What the task requires: What do the lines say from the one containing "the red strawberry." to the end of the records? Restate them word for word, and only those.

━━━ Input material

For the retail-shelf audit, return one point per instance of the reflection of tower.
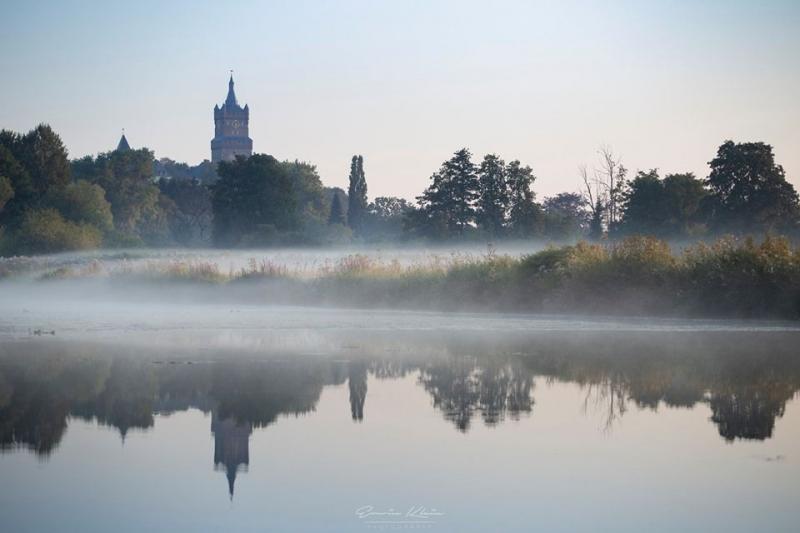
(357, 381)
(231, 446)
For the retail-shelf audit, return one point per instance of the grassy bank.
(729, 278)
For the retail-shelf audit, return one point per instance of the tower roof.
(231, 99)
(123, 144)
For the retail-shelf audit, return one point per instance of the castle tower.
(123, 145)
(230, 129)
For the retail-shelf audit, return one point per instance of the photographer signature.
(415, 513)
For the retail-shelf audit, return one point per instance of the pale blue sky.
(406, 83)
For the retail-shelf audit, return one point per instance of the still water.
(297, 419)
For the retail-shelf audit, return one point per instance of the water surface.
(249, 418)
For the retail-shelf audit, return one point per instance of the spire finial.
(231, 99)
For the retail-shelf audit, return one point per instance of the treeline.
(126, 197)
(746, 192)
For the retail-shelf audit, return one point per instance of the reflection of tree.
(231, 447)
(745, 379)
(460, 387)
(357, 382)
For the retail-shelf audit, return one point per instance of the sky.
(407, 83)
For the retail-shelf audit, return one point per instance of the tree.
(564, 216)
(253, 198)
(356, 194)
(750, 192)
(337, 212)
(385, 218)
(190, 220)
(448, 204)
(83, 202)
(6, 191)
(493, 195)
(644, 205)
(46, 231)
(524, 213)
(44, 157)
(310, 196)
(604, 192)
(127, 178)
(684, 198)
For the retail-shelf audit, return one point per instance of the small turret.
(123, 145)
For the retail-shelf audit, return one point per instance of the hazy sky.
(407, 83)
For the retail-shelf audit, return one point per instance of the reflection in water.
(231, 446)
(745, 379)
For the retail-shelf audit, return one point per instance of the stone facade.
(231, 129)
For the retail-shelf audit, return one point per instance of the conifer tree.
(337, 213)
(357, 194)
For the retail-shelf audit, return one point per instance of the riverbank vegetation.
(637, 275)
(126, 198)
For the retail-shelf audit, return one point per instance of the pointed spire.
(123, 145)
(231, 475)
(231, 99)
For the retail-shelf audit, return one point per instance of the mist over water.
(171, 406)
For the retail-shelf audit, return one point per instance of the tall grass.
(638, 275)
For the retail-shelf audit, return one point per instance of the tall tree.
(356, 194)
(604, 190)
(565, 216)
(493, 195)
(524, 213)
(684, 198)
(127, 178)
(337, 212)
(447, 206)
(44, 156)
(253, 198)
(750, 191)
(644, 205)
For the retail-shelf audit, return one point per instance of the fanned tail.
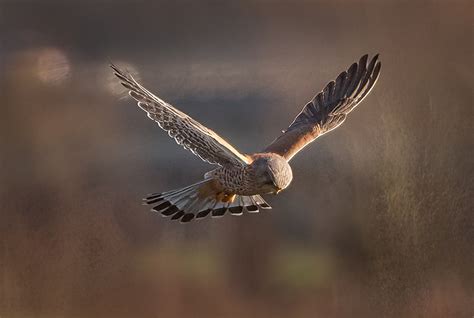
(200, 200)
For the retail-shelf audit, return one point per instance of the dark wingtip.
(161, 206)
(170, 211)
(203, 214)
(219, 212)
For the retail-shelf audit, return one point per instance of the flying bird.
(239, 180)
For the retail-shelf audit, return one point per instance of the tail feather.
(188, 203)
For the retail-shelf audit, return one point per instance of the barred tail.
(199, 200)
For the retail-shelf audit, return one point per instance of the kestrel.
(240, 179)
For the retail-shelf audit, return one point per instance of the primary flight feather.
(240, 179)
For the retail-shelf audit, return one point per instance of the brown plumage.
(237, 184)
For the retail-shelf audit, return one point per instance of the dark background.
(377, 223)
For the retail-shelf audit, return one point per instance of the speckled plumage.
(240, 179)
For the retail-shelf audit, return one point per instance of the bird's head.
(272, 173)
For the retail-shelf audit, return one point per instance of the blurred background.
(377, 223)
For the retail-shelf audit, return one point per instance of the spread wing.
(328, 109)
(187, 132)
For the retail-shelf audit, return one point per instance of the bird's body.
(240, 180)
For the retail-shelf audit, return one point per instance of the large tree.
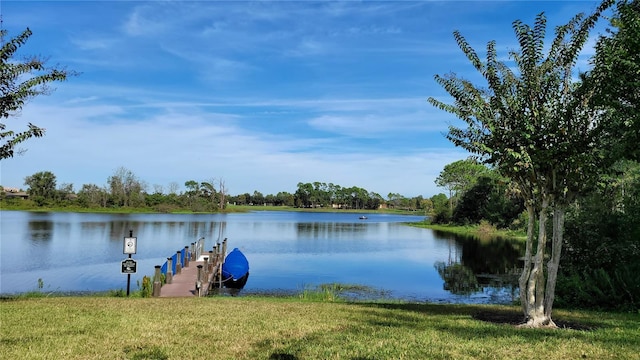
(20, 81)
(532, 123)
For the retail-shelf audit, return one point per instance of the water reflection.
(287, 251)
(40, 230)
(481, 265)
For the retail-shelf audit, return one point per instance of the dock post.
(157, 282)
(199, 281)
(178, 262)
(224, 247)
(169, 279)
(212, 262)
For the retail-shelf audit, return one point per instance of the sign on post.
(129, 266)
(129, 245)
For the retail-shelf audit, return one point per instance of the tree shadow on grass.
(490, 314)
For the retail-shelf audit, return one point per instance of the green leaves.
(19, 82)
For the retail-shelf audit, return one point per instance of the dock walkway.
(196, 277)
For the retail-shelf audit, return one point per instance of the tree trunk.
(526, 268)
(554, 262)
(534, 289)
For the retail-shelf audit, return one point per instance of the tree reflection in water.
(475, 265)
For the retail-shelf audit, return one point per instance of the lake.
(288, 252)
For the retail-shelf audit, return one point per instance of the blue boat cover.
(235, 265)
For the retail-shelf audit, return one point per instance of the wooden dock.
(196, 277)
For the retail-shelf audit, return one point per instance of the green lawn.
(292, 328)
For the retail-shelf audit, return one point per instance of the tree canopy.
(20, 81)
(533, 124)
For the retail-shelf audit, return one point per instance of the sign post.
(129, 246)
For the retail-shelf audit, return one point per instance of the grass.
(480, 231)
(291, 328)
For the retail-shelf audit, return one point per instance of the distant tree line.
(124, 190)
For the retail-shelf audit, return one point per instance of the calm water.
(287, 251)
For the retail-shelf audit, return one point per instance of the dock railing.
(209, 267)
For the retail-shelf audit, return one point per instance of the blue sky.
(262, 95)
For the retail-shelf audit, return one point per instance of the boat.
(235, 270)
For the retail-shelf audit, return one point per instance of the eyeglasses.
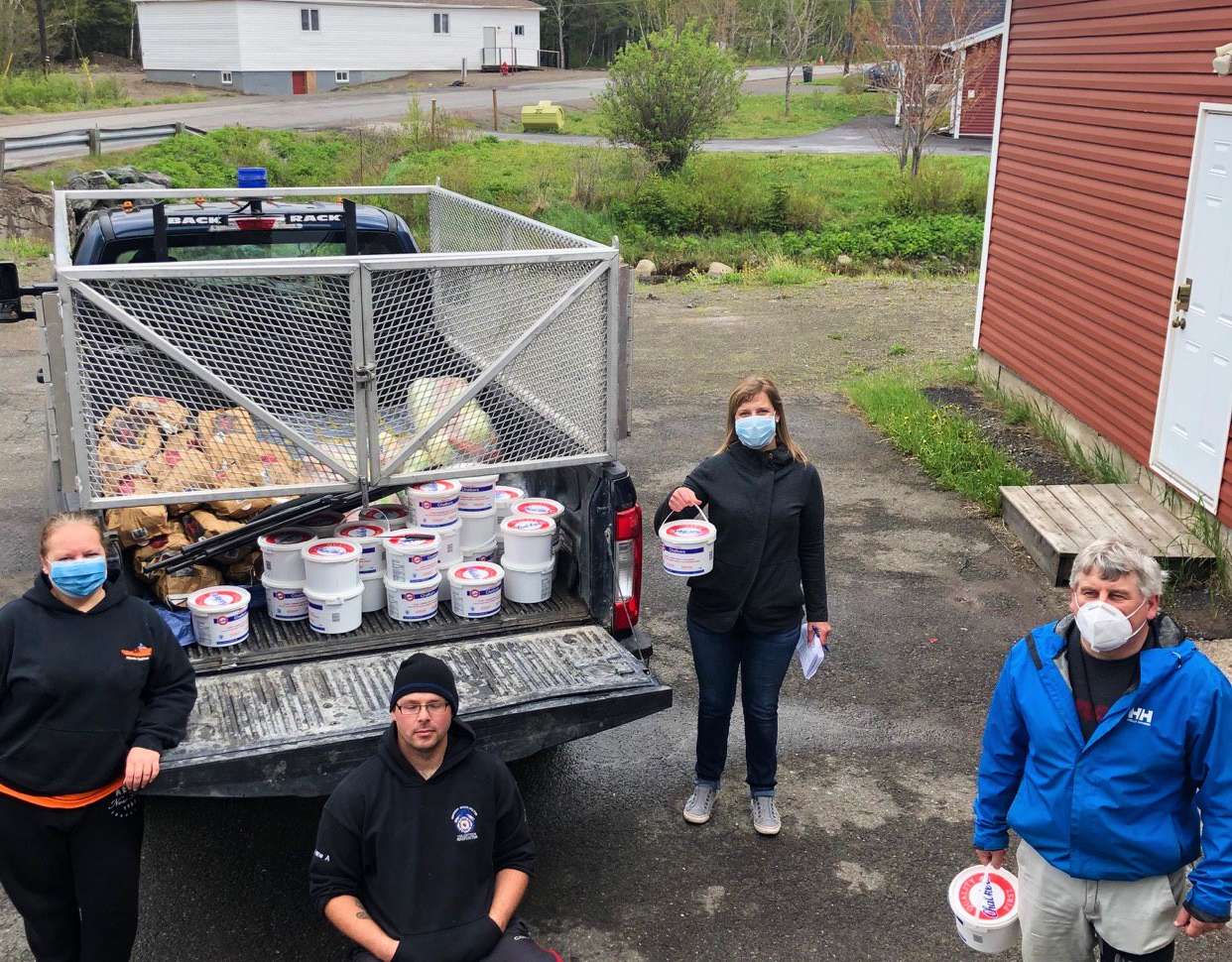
(433, 707)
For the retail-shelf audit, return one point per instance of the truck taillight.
(629, 568)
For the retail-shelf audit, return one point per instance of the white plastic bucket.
(474, 589)
(451, 541)
(436, 503)
(367, 535)
(528, 540)
(504, 495)
(385, 515)
(984, 903)
(477, 493)
(219, 616)
(285, 600)
(478, 528)
(331, 565)
(529, 584)
(373, 591)
(541, 508)
(323, 524)
(687, 547)
(413, 600)
(412, 554)
(481, 553)
(281, 553)
(335, 612)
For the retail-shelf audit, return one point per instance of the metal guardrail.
(91, 138)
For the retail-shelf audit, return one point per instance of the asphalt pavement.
(877, 750)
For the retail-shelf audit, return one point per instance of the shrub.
(668, 92)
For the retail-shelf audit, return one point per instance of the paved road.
(876, 753)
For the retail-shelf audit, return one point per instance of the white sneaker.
(700, 804)
(765, 815)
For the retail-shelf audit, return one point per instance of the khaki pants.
(1063, 917)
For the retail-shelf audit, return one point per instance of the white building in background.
(281, 47)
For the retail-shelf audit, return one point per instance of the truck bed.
(285, 642)
(297, 729)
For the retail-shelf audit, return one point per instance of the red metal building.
(1106, 280)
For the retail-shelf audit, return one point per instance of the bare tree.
(924, 66)
(795, 29)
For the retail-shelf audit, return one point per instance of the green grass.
(31, 92)
(760, 116)
(950, 447)
(775, 217)
(24, 249)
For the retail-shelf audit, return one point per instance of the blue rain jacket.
(1147, 794)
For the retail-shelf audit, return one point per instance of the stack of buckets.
(316, 578)
(531, 540)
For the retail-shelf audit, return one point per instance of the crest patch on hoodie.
(464, 822)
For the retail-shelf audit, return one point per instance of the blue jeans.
(760, 661)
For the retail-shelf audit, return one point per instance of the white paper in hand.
(809, 652)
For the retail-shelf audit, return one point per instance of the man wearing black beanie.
(443, 823)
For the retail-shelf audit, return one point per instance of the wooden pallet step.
(1056, 521)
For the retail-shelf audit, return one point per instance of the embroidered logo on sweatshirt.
(463, 820)
(1141, 716)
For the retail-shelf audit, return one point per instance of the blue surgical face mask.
(757, 430)
(79, 576)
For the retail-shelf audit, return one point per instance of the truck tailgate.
(296, 729)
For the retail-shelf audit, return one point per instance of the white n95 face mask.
(1104, 626)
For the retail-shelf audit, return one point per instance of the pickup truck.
(313, 319)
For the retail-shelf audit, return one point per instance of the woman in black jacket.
(744, 616)
(92, 688)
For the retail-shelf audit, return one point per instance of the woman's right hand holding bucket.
(682, 498)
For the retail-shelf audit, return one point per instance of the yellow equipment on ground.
(544, 117)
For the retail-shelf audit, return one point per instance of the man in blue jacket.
(1109, 750)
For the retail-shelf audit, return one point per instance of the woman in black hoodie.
(92, 688)
(744, 616)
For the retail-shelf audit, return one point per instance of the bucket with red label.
(984, 903)
(687, 547)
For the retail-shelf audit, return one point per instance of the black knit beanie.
(424, 672)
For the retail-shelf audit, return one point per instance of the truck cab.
(316, 320)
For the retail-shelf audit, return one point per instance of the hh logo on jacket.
(464, 822)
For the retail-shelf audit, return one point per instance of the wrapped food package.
(225, 433)
(138, 525)
(242, 509)
(168, 416)
(156, 549)
(468, 432)
(199, 525)
(174, 586)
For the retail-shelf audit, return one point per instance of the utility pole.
(45, 58)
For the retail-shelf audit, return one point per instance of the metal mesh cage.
(237, 383)
(291, 377)
(437, 331)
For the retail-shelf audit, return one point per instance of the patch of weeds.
(1100, 464)
(950, 447)
(24, 248)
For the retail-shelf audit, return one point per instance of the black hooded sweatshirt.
(423, 856)
(770, 554)
(79, 688)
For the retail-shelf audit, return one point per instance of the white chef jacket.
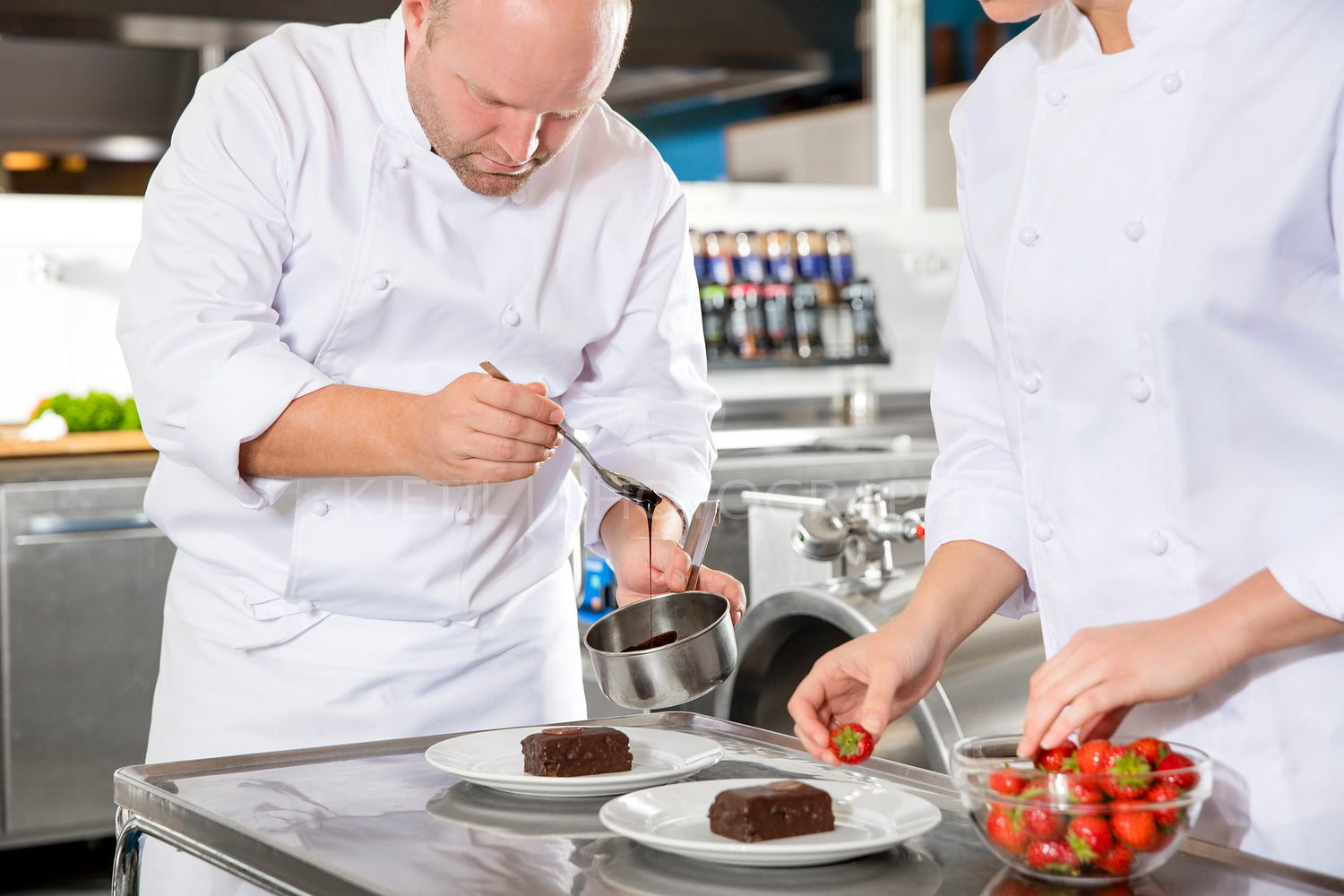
(300, 233)
(1140, 392)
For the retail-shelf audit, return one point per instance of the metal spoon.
(626, 487)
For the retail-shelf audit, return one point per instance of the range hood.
(108, 78)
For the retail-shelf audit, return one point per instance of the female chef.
(1140, 402)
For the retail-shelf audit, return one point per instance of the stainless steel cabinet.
(82, 584)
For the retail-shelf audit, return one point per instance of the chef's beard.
(461, 156)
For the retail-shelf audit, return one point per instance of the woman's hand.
(1091, 684)
(1101, 673)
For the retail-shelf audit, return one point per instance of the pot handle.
(698, 538)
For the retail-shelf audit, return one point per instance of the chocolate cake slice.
(769, 812)
(569, 753)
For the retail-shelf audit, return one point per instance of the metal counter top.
(378, 820)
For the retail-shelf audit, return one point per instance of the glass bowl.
(1078, 828)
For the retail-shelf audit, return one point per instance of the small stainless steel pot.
(698, 661)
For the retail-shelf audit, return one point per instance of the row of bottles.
(785, 296)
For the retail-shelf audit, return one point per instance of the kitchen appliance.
(82, 578)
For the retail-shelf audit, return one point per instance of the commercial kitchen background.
(831, 115)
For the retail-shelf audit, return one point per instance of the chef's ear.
(416, 13)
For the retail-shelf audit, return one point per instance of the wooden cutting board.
(74, 444)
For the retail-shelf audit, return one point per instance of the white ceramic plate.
(495, 759)
(676, 820)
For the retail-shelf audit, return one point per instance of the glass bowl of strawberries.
(1096, 813)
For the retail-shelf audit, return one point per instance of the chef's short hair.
(438, 11)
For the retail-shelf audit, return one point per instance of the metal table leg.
(131, 831)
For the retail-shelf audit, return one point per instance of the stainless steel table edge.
(147, 806)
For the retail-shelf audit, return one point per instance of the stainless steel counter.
(378, 820)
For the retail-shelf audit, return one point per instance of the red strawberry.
(1007, 782)
(1054, 856)
(1134, 828)
(1054, 758)
(1174, 762)
(1126, 775)
(1163, 793)
(1150, 748)
(851, 743)
(1004, 828)
(1089, 836)
(1085, 790)
(1091, 756)
(1117, 860)
(1043, 823)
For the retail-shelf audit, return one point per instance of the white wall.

━━━━━━

Final answer:
For the retail-shelf audit, return one point per instance of the red strawberry.
(1007, 782)
(1054, 856)
(1134, 828)
(1054, 758)
(1174, 762)
(1126, 775)
(1163, 793)
(1150, 748)
(851, 743)
(1004, 828)
(1089, 836)
(1085, 790)
(1091, 756)
(1117, 860)
(1043, 823)
For the retail-shelf audit, return one point per instance of the white wall.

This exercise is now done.